The Efficacy of Fluorescent Cholangiography Using the Spy Scope™ System, a Randomized Control Trial

Danny A Sherwinter, MD. Maimonides Medical Center


BACKGROUND: Intraoperative cholangiogram (IOC) has been shown to be helpful in delineating biliary anatomy and may prevent main duct injury during laparoscopic cholecystectomy. Despite these benefits, the need for ionizing radiation and injection of contrast directly into the biliary system has prevented IOC from becoming routine. Fluorescent cholangiography using an intravenously injected fluorophore and near infrared (NIR) imaging provides similar anatomical detail without the drawbacks of radiographic cholangiography.
To date, NIR imaging systems have been cumbersome, requiring the surgeon to halt dissection and switch modes, or even switch cameras to obtain the fluorescent cholangiographic views. The laparoscopic image, and therefore the context necessary to accurately interpret the cholangiographic images is lost and the operative flow interrupted.
The Spy system (Novadaq, Ontario) is a NIR fluorescence based laparoscopic system that has the novel capability of acquiring both NIR and white light images simultaneously. It can then superimpose the fluorescent cholangiogram on the standard white light laparoscopic image in real-time.
METHODS: The Spy scope consists of a high definition (HD) 10mm endoscopic camera and light source designed to concurrently acquire high resolution visible and NIR fluorescence images. Furthermore, it is equipped with a combined display mode that merges the NIR image as an overlay on the HD image. Indocyanine green (ICG) was used as the fluorophore.

☆ ☆ ☆ ☆

* _Goal of the exercise_:
Please write out the full trial abstract on fluorescent cholangiography, word for word, with no changes. Rely only on the trial abstract for this work.

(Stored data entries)

☆ ☆ ☆ ☆

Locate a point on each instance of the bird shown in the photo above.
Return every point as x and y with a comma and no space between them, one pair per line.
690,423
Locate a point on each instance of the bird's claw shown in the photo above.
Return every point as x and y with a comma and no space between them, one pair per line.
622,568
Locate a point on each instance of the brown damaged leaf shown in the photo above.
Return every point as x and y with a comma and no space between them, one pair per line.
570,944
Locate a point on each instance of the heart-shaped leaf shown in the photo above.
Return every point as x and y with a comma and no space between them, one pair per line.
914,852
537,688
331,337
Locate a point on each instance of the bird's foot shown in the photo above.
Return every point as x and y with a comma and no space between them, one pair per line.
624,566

☆ ☆ ☆ ☆

* _Solved problem_:
The Efficacy of Fluorescent Cholangiography Using the Spy Scope™ System, a Randomized Control Trial

Danny A Sherwinter, MD. Maimonides Medical Center


BACKGROUND: Intraoperative cholangiogram (IOC) has been shown to be helpful in delineating biliary anatomy and may prevent main duct injury during laparoscopic cholecystectomy. Despite these benefits, the need for ionizing radiation and injection of contrast directly into the biliary system has prevented IOC from becoming routine. Fluorescent cholangiography using an intravenously injected fluorophore and near infrared (NIR) imaging provides similar anatomical detail without the drawbacks of radiographic cholangiography.
To date, NIR imaging systems have been cumbersome, requiring the surgeon to halt dissection and switch modes, or even switch cameras to obtain the fluorescent cholangiographic views. The laparoscopic image, and therefore the context necessary to accurately interpret the cholangiographic images is lost and the operative flow interrupted.
The Spy system (Novadaq, Ontario) is a NIR fluorescence based laparoscopic system that has the novel capability of acquiring both NIR and white light images simultaneously. It can then superimpose the fluorescent cholangiogram on the standard white light laparoscopic image in real-time.
METHODS: The Spy scope consists of a high definition (HD) 10mm endoscopic camera and light source designed to concurrently acquire high resolution visible and NIR fluorescence images. Furthermore, it is equipped with a combined display mode that merges the NIR image as an overlay on the HD image. Indocyanine green (ICG) was used as the fluorophore.